But we do know now, if you follow the news, that anything is possible. And so you can’t be certain about anything, whether—there used to be very strong feelings that sequester would never happen. And with everybody up in arms, and extremely stubborn, you’re going to have to keep telling Congress what the impact of that sequester would be. And I wouldn’t worry so much about the 80,000 and the 100,000 numbers, because as Adele and Hannah said, you just don’t know how it would work out, and it’s perfectly fine to use that number for now.
As you do your emails and calls to Congress, I think it’s really important that you be careful to say, not just sequestration. Don’t cut in sequestration, but say don’t cut, regardless of the mechanism, whether it’s sequestration or the remainder of the appropriations year or next year’s appropriations, these programs are vital to children’s well-being and the nation’s economic well-being. They should not be on the table for anything but investment, and so you really need to be clear in your message not to suggest only one place they can’t cut, but to actually have the broader message of not cut.
Because there is increasing feel—I mean, no one wants to see Social Security or Medicare cut either. There’s a nervous feeling that programs like Medicaid and other programs that affect low-income children, could be more of the target as people get more anxious about cutting the programs that affect more people and more middle income people. We have no idea, but we can’t assume anything is safe from cuts.
And as a reminder, all three of our organizations are pushing a message in addition to don’t make these cuts, and how important these investments are, that we really need to have increased revenue as well brought to the table, because there’s just no way that we can go forward with spending for these programs unless there is more money coming in. So, we encourage you all to carry that message forward as well.
We know that many of you, as some of the questions have pointed out, missed the first part of the call. The details will—are on our website on that budget website for NWLC, and CLASP and NAEYC will also have that information available. And again, we’ll be sending out and making available the transcript, and we really apologize for that snafu. I think the most important thing we said is as we keep repeating; this is a fiscal bungee cord. This is a very serious time, both between now and March 1st, when we get to the fight about the debt ceiling and then between March 1st and March 27th when we get to the Continuing Resolution, and then who knows what will be left open after that.
We thank all of you for joining us today in the midst of all those beeps. If you have additional questions, please feel free to send them to us and we’ll answer them to the best of our ability. And remember, as we’ve all kept saying, that we need to keep talking about the importance of child care and early education. We know when the President talks about his priorities for his next term, he talks about the importance of early childhood. When you read columnists all around the country about where this country should be headed, and what our good investments we should be making, they talk about investments in early childhood. So you are doing something right.
So now it’s important to continue to talk about early childhood and what it can do, and also send a message to Congress that they must find a balanced approach to deficit reduction that includes increased revenue and thoughtful spending cuts, because without that increased revenue, no matter how much they care about early childhood, and recognize what a great investment it is, it will be very hard to move forward. And we will all keep you posted as actions happen in the House and Senate and the White House. Keep up your good work, and keep up your good work with your governors and your state legislatures. Thank you so much.

## WHAT YOU ARE ASKED TO DO
In the budget call transcript, what two things do the speakers say a balanced approach to deficit reduction must include?

## STUDY MATERIAL

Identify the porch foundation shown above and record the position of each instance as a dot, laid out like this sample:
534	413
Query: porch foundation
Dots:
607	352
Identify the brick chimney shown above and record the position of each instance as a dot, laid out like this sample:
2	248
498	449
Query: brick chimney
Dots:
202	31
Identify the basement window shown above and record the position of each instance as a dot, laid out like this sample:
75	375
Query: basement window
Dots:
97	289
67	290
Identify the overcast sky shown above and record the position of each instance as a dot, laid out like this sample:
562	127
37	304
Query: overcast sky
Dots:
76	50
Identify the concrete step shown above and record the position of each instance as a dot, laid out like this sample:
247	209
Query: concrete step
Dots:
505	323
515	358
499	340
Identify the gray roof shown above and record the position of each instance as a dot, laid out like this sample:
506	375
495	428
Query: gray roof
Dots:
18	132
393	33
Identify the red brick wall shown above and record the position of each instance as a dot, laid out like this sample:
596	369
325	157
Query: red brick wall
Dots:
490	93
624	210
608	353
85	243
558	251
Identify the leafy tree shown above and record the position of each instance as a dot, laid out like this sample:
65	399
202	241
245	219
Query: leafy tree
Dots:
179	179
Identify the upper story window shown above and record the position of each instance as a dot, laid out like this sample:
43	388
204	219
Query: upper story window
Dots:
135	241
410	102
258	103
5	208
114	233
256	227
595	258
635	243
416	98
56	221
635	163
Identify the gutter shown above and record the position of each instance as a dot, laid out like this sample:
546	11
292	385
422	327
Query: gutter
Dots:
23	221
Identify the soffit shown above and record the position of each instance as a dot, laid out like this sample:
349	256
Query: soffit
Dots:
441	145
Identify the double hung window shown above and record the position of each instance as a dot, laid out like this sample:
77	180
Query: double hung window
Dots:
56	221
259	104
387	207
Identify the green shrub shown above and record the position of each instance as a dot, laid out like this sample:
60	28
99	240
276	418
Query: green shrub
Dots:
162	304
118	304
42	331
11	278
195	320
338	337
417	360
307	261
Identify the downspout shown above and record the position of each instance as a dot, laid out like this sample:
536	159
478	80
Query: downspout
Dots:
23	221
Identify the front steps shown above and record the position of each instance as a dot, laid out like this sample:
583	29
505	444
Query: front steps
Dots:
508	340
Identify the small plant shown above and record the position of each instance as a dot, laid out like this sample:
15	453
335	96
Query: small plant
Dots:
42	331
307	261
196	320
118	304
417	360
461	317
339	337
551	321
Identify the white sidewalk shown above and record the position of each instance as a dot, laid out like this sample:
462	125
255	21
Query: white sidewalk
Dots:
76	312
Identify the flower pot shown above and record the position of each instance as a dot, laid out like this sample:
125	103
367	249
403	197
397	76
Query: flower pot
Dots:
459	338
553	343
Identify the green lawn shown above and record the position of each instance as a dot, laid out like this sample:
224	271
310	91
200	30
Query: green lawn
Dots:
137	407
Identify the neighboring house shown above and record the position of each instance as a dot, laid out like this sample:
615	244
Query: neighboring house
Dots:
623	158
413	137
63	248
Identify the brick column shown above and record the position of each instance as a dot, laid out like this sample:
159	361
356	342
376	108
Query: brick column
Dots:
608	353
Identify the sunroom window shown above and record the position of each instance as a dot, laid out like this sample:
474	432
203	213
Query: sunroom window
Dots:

## SOLUTION
Increased revenue and thoughtful spending cuts.